(Source information begins)
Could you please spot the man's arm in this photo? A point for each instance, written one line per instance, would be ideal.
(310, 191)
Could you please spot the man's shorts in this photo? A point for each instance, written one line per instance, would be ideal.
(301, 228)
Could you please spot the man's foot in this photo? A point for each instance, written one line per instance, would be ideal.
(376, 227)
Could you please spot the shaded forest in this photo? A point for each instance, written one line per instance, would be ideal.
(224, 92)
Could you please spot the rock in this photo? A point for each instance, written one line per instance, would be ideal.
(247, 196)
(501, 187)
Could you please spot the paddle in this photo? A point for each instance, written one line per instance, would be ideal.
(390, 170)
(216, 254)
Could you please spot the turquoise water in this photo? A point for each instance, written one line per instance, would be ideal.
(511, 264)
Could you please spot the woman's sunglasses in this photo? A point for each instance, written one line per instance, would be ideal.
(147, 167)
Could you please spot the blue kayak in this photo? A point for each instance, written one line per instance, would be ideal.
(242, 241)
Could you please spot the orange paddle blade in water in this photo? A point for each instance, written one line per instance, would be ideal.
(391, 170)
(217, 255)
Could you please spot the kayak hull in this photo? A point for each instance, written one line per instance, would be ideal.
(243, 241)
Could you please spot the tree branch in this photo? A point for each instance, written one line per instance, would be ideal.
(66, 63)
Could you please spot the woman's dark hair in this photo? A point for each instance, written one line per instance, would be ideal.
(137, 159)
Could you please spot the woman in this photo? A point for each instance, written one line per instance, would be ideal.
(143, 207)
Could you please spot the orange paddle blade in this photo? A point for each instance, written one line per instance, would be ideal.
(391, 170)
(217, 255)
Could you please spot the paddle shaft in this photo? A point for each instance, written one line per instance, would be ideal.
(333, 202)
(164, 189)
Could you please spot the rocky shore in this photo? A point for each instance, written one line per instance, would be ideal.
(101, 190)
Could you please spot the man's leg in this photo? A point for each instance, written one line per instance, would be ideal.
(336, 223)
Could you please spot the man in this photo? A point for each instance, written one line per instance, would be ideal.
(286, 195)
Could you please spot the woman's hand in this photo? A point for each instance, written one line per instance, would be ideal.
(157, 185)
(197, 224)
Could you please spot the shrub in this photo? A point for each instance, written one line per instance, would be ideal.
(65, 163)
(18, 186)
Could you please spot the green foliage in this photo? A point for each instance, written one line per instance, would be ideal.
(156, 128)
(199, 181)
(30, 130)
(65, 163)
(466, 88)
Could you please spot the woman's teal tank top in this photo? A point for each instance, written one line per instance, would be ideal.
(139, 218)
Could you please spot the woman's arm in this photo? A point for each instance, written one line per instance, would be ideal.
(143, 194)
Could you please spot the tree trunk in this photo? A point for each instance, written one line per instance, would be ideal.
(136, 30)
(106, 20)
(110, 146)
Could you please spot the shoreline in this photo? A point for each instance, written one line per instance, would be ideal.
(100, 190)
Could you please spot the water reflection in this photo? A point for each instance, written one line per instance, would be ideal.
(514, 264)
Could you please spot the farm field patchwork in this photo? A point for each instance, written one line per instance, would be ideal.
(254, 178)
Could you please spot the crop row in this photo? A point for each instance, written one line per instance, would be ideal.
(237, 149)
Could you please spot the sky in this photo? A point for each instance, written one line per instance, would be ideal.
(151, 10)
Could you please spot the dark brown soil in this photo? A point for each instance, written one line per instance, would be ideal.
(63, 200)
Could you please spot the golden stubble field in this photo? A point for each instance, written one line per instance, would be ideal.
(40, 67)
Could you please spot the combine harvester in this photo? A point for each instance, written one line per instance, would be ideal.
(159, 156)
(Source information ends)
**Problem requirements**
Go through the entries above and reproduce each one exactly.

**Output**
Could you please spot the man's arm in this photo? A point for each instance, written one line per instance, would be ideal.
(310, 191)
Could you please spot the man's shorts in this photo? A point for each instance, written one line per instance, would be ideal.
(301, 228)
Could you please spot the man's foot in this photo? A point for each instance, written one line per instance, would be ideal.
(376, 227)
Could you please spot the shaded forest in this photo? A point for each instance, written one line per instance, would be ideal.
(224, 92)
Could you please spot the rock in this photo? A point for each instance, written one line per instance, would be ideal.
(247, 196)
(501, 187)
Could you please spot the paddle in this photo? A point for each instance, written one line per instance, would be ideal.
(390, 170)
(216, 254)
Could you please spot the turquoise water in this photo? A point for each instance, written one line per instance, would be ideal.
(511, 264)
Could you please spot the woman's sunglasses in this photo? A point for each instance, written one line per instance, would be ideal.
(147, 167)
Could you please spot the blue kayak in this photo? A point for each instance, written one line per instance, would be ideal.
(242, 241)
Could you please spot the orange paddle blade in water in this photo? A point for each instance, written one line per instance, would be ideal.
(391, 170)
(217, 255)
Could you please spot the kayak hull in this photo? A point for each instance, written one line per instance, would be ideal.
(243, 241)
Could you please spot the tree branch in this photo? A point for each instance, written one line per instance, would be ideal.
(66, 63)
Could you please spot the woman's dark hair in this photo? A point for each instance, written one line per instance, would be ideal.
(137, 159)
Could you please spot the woman in this photo? A point for each instance, written one line per instance, would be ideal.
(143, 207)
Could you please spot the orange paddle blade in this photo? A point for each instance, written one line per instance, would be ideal.
(391, 170)
(217, 255)
Could you please spot the paddle shaft in this photo? A point for each instance, written one line per instance, would be ideal.
(333, 202)
(164, 189)
Could you please spot the rocky shore in this photo? A point for each instance, written one line per instance, would be ideal.
(101, 190)
Could you please spot the man's leg in this photo? A point for each instance, written one line per instance, would be ideal.
(336, 223)
Could you please spot the man in this photo? A point for each instance, written one line per instance, would be ideal.
(286, 195)
Could you please spot the woman's hand in this photo? A point for each instance, written one line per instance, would be ideal.
(157, 185)
(197, 224)
Could you please spot the shrub in this photo? A point for each instance, written one line per instance, would be ideal.
(65, 163)
(18, 186)
Could you please spot the green foliage in this photo? A point for each instance, written one line per instance, would be ideal.
(156, 128)
(199, 181)
(30, 130)
(65, 163)
(466, 88)
Could you please spot the woman's teal tank top in this photo? A point for each instance, written one line per instance, would be ideal.
(139, 218)
Could you please spot the woman's arm in this photo? A point for each instance, written one line per instance, would be ideal.
(143, 194)
Could you please spot the tree trunk in this photo? A point for each instance, written one line per instance, would be ideal.
(136, 30)
(106, 20)
(110, 146)
Could you please spot the shoreline in this photo? A point for each instance, written one line per instance, would be ideal.
(100, 190)
Could you please spot the water reflection in this photo? A point for each instance, written one line per instance, would be ideal.
(514, 264)
Could you please spot the farm field patchwork in this photo? A point for each instance, written one line per instance, would be ideal.
(254, 178)
Could you please spot the crop row in this photo? A point for each instance, written one line per instance, would be ideal.
(237, 149)
Could you please spot the sky in this photo? A point for each instance, written one line per instance, would be ideal.
(151, 10)
Could you please spot the dark brown soil in this photo? A point for each instance, written one line per instance, would be ideal.
(63, 200)
Could you please spot the golden stubble field in this photo? A point for each instance, written one line per instance, would be ideal.
(40, 67)
Could you please spot the combine harvester in this photo? A point for each instance, written one line per instance, would be ideal.
(159, 156)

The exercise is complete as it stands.